-------- Recorded data
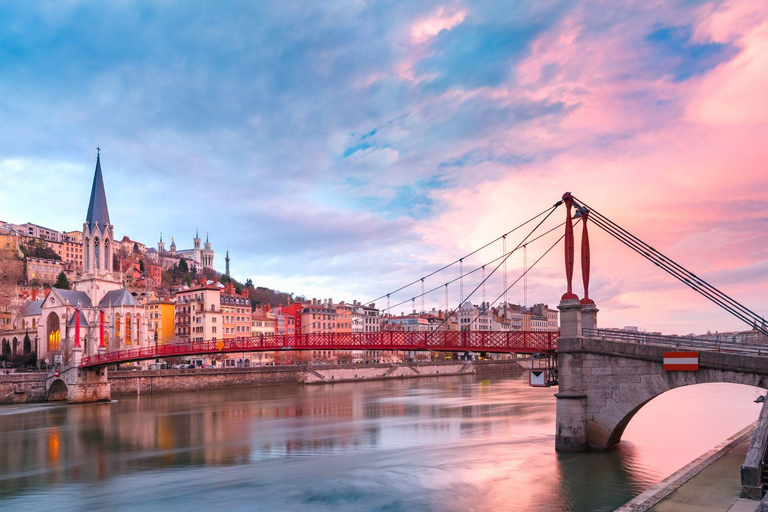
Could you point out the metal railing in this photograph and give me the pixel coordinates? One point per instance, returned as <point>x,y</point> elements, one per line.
<point>677,342</point>
<point>442,341</point>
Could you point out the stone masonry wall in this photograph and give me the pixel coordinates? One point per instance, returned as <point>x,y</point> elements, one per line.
<point>161,381</point>
<point>22,387</point>
<point>617,379</point>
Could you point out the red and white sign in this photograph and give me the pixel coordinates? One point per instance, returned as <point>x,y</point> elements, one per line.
<point>538,379</point>
<point>681,361</point>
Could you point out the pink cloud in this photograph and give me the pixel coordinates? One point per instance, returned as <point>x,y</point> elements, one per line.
<point>443,18</point>
<point>680,180</point>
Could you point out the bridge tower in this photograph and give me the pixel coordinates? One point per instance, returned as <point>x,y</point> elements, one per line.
<point>575,314</point>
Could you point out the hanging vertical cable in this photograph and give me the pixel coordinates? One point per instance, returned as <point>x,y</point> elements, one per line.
<point>504,251</point>
<point>483,284</point>
<point>525,276</point>
<point>445,322</point>
<point>423,309</point>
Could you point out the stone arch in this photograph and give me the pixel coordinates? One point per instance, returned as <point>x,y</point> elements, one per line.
<point>53,328</point>
<point>606,423</point>
<point>58,391</point>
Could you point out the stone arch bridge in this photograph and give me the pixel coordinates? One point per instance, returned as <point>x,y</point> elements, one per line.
<point>606,377</point>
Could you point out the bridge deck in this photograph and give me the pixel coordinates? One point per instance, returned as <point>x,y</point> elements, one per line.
<point>452,341</point>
----------------
» **What this task involves**: Copy every line of the records above word for word, leaving out the pictures.

» **Result of this exercise**:
Could you point out the metal railing in this photograph and give me the pixel coordinates? One point per instance, returned as <point>x,y</point> elements, one per line.
<point>677,342</point>
<point>442,341</point>
Could you point out the stone masonry wall in this photograph and give me the pixel coordinates? One point per instance, returned as <point>x,y</point> elements, one per line.
<point>161,381</point>
<point>22,387</point>
<point>617,379</point>
Could you point out the red and white sign in this photograph and give me the pixel coordinates? One point per instance, returned as <point>x,y</point> elements, one per line.
<point>538,379</point>
<point>681,361</point>
Could you point out the pink cloud in this photograph and give me the pixel coordinates? One point per instance, returned as <point>x,y</point> elements, one per line.
<point>443,18</point>
<point>680,180</point>
Could you point out the bridge tower in this photograph and give me the pixel coordinates? One point per instance, returned as <point>x,y</point> elements, one per line.
<point>575,314</point>
Could you point out the hanging vertical cable in this photograph and give me the pixel coordinates? One point per instance, returned as <point>x,y</point> elements, one per line.
<point>504,251</point>
<point>483,284</point>
<point>525,276</point>
<point>445,322</point>
<point>423,309</point>
Could you point out the stone arch in this photograph and give me the pixel coordinates? One point per instance, returned as <point>x,y</point> elements, one per line.
<point>53,328</point>
<point>606,423</point>
<point>58,391</point>
Could you point out the stone arch bridge in this photograph and give me the pixel coordinates? One point per instance, returned as <point>x,y</point> elements, one per line.
<point>606,377</point>
Could you point out the bridge deck in this photograph and give me the pixel coordinates? One point per instance, returned as <point>x,y</point> elements, one per line.
<point>452,341</point>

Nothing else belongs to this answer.